Government Gamification

Government Gamification on Tax Collection

Taiwan is my home country and as I became more knowledgeable in gamification, I continue to be more impressed with the level of gamification that is implemented in its society and culture (without these innovations ever really being called gamification). One of the things I have been most impressed with is how the Taiwanese government uses gamification (specifically Rolling Rewards) to ensure tax compliance.

Tax evasion is very common in most countries, where businesses prefer to take cash over credit cards so they could report less on their earnings. Most countries use the penalizing Core Drive 8: Loss & Avoidance by cracking down and punishing companies that evade taxes when they are caught, but besides a chronic lack of complete enforcement, it is also extremely costly to investigate all the businesses that are suspected of tax evasion.

Introducing Core Drive 7 into Taiwan’s gamified tax collection process

As early as 1951, the Taiwanese government has sought to resolve this problem by doing two things. First, it unified all receipt and invoicing systems into a central system, which means that all businesses that give out a receipt would have the unique receipt number and amount sent to the government for tax reporting.

______________________________

**GIVEN EXERCISE A**. Echo the rows below verbatim, starting at the line containing "Target: radish leaf" and ending with the final row, with both included.

[Records]
______________________________

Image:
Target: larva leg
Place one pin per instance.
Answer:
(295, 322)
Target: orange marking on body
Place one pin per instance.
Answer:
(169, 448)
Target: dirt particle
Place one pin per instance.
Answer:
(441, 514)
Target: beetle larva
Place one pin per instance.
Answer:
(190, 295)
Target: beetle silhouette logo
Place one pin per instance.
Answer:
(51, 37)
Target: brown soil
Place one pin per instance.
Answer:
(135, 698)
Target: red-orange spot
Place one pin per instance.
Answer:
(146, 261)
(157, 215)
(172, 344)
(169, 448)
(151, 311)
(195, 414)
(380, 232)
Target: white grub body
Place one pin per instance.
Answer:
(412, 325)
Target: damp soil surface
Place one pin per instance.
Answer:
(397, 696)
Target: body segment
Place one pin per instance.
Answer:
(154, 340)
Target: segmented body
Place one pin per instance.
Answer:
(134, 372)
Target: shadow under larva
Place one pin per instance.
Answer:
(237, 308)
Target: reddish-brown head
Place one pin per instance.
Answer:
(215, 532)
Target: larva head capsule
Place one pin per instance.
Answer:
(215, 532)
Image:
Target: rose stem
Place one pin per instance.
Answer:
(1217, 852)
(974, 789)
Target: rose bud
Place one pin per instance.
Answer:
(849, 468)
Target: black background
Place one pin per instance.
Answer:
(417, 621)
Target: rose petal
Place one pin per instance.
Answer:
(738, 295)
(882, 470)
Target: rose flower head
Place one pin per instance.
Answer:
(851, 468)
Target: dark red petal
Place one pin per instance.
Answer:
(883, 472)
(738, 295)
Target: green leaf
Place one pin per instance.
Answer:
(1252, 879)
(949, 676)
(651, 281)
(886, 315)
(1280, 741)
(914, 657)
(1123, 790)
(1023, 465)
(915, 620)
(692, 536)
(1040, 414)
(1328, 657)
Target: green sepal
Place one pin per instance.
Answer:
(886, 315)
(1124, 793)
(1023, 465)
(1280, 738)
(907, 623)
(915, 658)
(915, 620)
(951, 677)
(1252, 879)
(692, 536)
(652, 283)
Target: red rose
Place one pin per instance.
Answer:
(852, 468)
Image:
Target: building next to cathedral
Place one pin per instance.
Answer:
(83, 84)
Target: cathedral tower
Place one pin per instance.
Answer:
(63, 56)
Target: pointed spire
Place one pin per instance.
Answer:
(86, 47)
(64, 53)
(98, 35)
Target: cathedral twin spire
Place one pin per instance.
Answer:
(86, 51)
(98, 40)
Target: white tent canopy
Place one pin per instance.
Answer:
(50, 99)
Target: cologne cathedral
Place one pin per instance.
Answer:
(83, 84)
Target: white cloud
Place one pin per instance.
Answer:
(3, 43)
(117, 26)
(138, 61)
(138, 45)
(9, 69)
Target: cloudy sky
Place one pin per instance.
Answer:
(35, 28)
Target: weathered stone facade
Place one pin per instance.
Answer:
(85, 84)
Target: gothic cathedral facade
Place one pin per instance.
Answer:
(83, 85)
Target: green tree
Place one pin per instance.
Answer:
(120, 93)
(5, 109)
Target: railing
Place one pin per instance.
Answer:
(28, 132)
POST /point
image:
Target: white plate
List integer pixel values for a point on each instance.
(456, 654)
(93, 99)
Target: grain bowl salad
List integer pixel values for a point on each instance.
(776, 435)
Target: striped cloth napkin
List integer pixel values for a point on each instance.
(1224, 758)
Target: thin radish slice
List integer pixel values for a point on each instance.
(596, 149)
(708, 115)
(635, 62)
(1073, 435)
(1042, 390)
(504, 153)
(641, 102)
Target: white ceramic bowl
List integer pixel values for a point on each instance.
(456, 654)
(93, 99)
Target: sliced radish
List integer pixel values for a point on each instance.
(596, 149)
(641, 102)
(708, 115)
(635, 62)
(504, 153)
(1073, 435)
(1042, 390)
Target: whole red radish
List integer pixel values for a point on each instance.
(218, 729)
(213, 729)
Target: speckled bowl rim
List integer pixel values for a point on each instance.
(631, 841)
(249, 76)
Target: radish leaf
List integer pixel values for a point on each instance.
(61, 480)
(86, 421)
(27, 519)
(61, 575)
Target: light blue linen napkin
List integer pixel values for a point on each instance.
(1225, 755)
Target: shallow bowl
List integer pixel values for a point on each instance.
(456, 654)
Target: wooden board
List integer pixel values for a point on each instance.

______________________________

**GIVEN EXERCISE B**. Duplicate the government gamification text above word for word, starting at "As early as" and ending at "for tax reporting.".

**COMPLETE OUTPUT A**.
Target: radish leaf
List integer pixel values for a point on each instance.
(61, 480)
(86, 421)
(27, 519)
(61, 575)
Target: light blue linen napkin
List integer pixel values for a point on each instance.
(1225, 755)
Target: shallow bowl
List integer pixel values for a point on each instance.
(456, 654)
Target: wooden board
List integer pixel values for a point on each instance.

**COMPLETE OUTPUT B**.
As early as 1951, the Taiwanese government has sought to resolve this problem by doing two things. First, it unified all receipt and invoicing systems into a central system, which means that all businesses that give out a receipt would have the unique receipt number and amount sent to the government for tax reporting.